Goal of the exercise = For every record below, repeat the text exactly and pass over any image.

[Dataset extract]

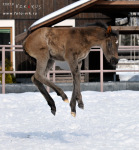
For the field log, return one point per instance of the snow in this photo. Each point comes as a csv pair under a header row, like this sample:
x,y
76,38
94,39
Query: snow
x,y
128,65
59,12
110,121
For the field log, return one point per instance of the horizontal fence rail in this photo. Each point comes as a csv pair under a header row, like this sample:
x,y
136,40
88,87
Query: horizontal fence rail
x,y
18,48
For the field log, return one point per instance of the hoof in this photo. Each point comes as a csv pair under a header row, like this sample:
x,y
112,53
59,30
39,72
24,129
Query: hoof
x,y
73,114
81,106
53,112
66,101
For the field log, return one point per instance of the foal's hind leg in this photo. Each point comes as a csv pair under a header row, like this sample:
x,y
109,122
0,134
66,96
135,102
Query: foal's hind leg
x,y
43,66
76,95
48,98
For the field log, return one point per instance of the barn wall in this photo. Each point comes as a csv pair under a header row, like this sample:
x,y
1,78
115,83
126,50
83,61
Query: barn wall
x,y
26,12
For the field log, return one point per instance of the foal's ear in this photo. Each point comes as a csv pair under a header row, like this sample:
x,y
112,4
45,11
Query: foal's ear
x,y
108,32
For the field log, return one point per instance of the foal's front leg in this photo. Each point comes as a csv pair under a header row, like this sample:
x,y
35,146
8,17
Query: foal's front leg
x,y
76,94
46,95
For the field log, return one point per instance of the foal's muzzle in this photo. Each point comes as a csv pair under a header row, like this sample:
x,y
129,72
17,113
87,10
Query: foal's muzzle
x,y
113,61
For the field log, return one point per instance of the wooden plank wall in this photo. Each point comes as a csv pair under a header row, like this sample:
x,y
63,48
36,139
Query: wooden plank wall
x,y
26,12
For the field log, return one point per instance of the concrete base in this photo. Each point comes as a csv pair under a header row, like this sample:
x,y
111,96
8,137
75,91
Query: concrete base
x,y
91,86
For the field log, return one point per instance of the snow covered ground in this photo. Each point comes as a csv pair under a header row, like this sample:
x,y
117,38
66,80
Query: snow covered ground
x,y
129,65
110,121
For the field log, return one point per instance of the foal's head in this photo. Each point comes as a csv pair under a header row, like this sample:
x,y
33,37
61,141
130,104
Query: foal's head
x,y
110,46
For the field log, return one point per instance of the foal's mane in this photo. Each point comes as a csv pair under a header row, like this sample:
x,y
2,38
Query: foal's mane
x,y
104,26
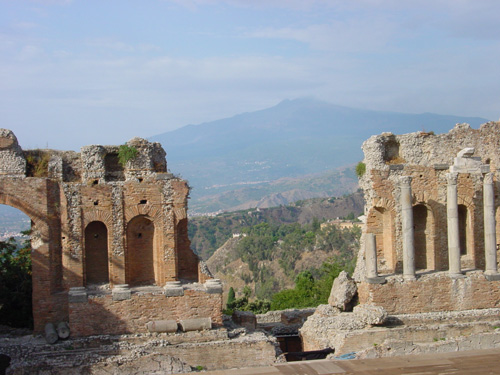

[/Dataset extract]

Answer area =
For the field log, return one point per instance of the snow in this photo. Each point comes as a csv pair under a header row, like this sample:
x,y
76,38
94,39
Query: snow
x,y
128,65
59,12
110,121
For the field log, return one point per instance of the horizontal fence rail in this photo. Each point comes as a csv pair under a header row, like this sample:
x,y
136,40
88,87
Query: horizontal fence rail
x,y
18,48
For the field log, return one point per instance of the hoof in this photo. Each point comes as a csv pair under a header row, like this sample:
x,y
112,53
59,30
39,72
24,129
Query: hoof
x,y
73,114
81,106
53,112
66,101
For the field log, return one point per instance of the foal's hind leg in this photo. Each point comes as a csv pair under a header row, like this sample:
x,y
109,122
0,134
66,96
135,102
Query: foal's hind leg
x,y
43,66
76,95
48,98
For the field log, return one point per instance of the barn wall in this photo. Each point comes as a csv pair under a header row, like this sample:
x,y
1,78
115,83
126,50
83,61
Query: barn wall
x,y
26,12
For the field log, return one point per instance of the foal's ear in this photo. Each point comes as a csv pair under a header row, like this sample:
x,y
112,4
45,11
Query: foal's ear
x,y
108,32
For the field log, return one point per instance of the foal's front leg in this photo. Each point comes as a csv pair under a header row, like this sample:
x,y
35,146
8,17
Query: foal's front leg
x,y
76,94
46,95
For the field log, return one point per instance of the foal's muzzle in this photo. Each point comes as a csv pair under a header row, like this sample:
x,y
129,72
17,113
87,10
Query: foal's muzzle
x,y
113,61
For the field log, return one point per instance of the wooden plank wall in this photo. Each point comes as a csv pair under a header row, like this sample:
x,y
63,48
36,139
Query: wooden plank wall
x,y
26,12
For the field log, return one point per instance of the concrete base in this photo. Each point comes as a csv pair under a header row, like this sample:
x,y
111,96
8,137
75,91
Query: concrete base
x,y
91,86
For the field log, return one point per instance of the snow covered ground in this photo. Each point comes as a csv pair under a header row, like this sample:
x,y
117,38
66,80
Query: snow covered ground
x,y
129,65
110,121
For the field log, return one point per instance of the foal's head in this photo. Each point comes as a csv pair under a header row, like this sample:
x,y
33,37
61,141
130,104
Query: foal's head
x,y
110,46
For the field log, return one point per instance of the foal's mane in this photo. Each point comes as a csv pair under a header row, like this sample:
x,y
2,38
Query: foal's mane
x,y
104,26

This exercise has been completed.